**INSTRUCTIONS FOR THE TASK**
Please locate every line in the material below that contains the word "people", and copy each of those lines.
════════════════════
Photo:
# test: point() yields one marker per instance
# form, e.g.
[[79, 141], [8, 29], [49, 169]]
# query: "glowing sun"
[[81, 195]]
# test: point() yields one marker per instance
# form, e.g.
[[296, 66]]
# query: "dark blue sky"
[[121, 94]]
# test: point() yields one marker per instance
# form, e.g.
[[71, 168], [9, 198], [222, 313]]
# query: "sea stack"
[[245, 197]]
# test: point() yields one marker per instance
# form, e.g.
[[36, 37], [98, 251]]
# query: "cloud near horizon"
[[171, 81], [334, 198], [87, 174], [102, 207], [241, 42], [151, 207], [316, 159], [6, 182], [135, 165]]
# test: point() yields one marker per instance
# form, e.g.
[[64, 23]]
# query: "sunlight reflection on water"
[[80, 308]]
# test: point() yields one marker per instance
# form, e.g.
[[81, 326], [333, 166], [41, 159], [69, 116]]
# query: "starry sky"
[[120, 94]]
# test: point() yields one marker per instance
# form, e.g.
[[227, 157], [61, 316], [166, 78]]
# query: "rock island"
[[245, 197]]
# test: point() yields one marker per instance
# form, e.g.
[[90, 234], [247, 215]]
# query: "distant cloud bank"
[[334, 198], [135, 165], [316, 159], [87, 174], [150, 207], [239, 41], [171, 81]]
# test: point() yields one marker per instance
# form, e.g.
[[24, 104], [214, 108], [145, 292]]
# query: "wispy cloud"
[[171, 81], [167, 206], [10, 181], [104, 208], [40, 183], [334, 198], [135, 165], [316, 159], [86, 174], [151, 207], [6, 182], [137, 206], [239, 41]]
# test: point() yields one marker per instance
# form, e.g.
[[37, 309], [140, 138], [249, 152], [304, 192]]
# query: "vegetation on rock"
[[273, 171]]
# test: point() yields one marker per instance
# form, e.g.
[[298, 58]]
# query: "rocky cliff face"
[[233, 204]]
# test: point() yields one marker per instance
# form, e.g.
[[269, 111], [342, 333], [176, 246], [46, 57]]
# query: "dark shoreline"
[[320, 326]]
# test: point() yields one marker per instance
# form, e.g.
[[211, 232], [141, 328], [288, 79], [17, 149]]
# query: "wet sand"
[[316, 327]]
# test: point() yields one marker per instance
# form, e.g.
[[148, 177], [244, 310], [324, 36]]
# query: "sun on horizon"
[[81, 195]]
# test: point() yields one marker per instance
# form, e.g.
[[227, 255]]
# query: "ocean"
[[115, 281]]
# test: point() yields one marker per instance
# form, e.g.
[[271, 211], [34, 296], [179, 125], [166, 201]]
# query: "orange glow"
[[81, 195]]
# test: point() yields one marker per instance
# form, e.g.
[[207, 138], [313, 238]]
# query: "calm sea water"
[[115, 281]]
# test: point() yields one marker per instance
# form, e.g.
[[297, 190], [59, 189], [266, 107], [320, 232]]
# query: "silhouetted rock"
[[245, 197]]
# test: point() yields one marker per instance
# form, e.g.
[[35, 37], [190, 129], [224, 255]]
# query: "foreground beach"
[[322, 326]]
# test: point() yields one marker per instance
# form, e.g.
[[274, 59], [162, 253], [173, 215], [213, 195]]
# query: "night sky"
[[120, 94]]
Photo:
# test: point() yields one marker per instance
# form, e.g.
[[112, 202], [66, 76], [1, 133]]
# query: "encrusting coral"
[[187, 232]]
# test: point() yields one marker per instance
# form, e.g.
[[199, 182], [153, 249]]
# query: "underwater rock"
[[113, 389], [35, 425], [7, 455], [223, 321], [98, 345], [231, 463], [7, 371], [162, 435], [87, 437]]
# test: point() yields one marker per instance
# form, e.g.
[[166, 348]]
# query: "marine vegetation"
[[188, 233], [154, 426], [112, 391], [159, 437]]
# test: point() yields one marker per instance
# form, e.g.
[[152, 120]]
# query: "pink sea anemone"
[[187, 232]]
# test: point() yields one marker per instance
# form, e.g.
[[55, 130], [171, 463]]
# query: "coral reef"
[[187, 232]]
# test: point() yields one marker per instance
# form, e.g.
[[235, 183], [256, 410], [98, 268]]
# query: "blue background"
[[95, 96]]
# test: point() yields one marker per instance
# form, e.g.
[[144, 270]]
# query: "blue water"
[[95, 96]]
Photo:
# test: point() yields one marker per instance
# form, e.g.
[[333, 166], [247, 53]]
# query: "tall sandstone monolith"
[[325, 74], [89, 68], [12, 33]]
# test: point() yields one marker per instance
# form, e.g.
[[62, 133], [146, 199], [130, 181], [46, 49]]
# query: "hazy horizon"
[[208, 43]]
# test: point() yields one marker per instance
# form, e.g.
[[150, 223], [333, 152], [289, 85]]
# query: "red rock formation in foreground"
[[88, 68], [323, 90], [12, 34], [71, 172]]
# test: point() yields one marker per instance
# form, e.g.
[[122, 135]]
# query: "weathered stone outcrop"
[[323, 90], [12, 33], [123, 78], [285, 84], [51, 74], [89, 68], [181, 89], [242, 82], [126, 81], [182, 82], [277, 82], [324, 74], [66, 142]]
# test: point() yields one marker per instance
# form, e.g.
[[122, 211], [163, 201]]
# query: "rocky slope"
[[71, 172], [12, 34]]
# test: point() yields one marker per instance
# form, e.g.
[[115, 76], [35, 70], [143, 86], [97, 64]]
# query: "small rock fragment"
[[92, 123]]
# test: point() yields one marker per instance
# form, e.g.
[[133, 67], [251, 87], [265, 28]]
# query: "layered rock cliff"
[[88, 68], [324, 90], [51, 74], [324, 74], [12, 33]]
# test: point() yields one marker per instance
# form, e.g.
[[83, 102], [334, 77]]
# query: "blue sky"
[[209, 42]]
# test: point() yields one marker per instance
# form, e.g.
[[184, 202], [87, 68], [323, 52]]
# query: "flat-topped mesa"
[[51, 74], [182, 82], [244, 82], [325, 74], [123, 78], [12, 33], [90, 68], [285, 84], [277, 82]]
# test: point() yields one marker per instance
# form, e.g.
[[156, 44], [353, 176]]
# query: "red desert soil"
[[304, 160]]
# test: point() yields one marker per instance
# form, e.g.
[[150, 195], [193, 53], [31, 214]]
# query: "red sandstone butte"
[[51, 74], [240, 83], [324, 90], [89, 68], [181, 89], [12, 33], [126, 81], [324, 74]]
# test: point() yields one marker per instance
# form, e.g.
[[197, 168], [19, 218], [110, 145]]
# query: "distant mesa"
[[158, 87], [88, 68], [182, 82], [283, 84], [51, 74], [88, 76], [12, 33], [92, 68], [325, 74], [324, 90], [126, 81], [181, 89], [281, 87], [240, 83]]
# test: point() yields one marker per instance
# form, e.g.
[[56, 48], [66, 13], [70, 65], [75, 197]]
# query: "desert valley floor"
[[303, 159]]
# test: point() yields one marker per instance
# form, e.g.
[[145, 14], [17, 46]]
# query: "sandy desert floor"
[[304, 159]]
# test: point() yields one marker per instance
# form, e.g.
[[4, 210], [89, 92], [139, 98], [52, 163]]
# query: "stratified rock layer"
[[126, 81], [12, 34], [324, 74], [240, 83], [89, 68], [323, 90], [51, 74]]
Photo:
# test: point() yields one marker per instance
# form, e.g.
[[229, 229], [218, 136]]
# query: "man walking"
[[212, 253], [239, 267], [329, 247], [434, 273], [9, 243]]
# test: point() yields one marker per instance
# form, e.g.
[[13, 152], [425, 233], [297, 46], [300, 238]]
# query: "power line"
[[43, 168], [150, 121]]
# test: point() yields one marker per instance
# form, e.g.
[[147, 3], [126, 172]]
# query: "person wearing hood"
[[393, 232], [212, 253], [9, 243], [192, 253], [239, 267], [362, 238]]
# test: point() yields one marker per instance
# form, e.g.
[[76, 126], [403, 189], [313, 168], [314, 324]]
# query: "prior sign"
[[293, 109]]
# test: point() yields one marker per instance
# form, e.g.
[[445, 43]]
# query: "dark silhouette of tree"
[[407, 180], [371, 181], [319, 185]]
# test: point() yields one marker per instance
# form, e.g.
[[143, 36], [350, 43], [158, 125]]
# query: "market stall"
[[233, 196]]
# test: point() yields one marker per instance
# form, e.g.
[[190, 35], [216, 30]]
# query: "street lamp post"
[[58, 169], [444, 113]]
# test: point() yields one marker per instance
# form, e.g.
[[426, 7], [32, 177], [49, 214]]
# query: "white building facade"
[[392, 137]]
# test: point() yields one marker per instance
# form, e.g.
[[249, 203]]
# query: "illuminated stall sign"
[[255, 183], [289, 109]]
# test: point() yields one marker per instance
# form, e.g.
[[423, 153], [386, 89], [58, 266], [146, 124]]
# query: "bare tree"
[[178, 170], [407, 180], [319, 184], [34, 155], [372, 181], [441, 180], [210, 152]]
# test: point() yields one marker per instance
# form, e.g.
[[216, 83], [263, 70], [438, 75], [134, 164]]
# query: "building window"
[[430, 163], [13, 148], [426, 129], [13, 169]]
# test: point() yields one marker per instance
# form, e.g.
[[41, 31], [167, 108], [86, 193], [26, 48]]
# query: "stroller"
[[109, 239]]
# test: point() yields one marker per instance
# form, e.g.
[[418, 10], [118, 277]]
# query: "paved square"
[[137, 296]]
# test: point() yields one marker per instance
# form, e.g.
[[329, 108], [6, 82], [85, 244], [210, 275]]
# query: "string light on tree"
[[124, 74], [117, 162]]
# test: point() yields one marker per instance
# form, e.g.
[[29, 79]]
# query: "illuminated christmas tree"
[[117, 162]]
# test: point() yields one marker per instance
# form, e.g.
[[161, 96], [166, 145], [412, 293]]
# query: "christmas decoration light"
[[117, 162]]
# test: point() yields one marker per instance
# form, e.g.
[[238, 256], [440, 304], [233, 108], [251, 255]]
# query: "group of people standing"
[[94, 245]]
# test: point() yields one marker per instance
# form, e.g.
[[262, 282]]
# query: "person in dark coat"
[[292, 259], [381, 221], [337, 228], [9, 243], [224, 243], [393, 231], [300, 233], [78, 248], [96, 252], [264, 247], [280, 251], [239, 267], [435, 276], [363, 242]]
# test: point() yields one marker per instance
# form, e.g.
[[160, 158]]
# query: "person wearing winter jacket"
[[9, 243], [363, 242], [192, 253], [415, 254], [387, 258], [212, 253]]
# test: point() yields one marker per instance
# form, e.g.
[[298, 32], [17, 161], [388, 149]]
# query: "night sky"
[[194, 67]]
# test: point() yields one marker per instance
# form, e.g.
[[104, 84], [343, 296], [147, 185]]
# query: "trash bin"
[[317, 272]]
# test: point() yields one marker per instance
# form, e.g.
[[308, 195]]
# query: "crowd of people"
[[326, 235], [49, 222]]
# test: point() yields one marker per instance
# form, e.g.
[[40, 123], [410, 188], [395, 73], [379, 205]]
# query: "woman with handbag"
════════════════════
**TASK SOLUTION**
# query: "group of people standing"
# query: "crowd of people"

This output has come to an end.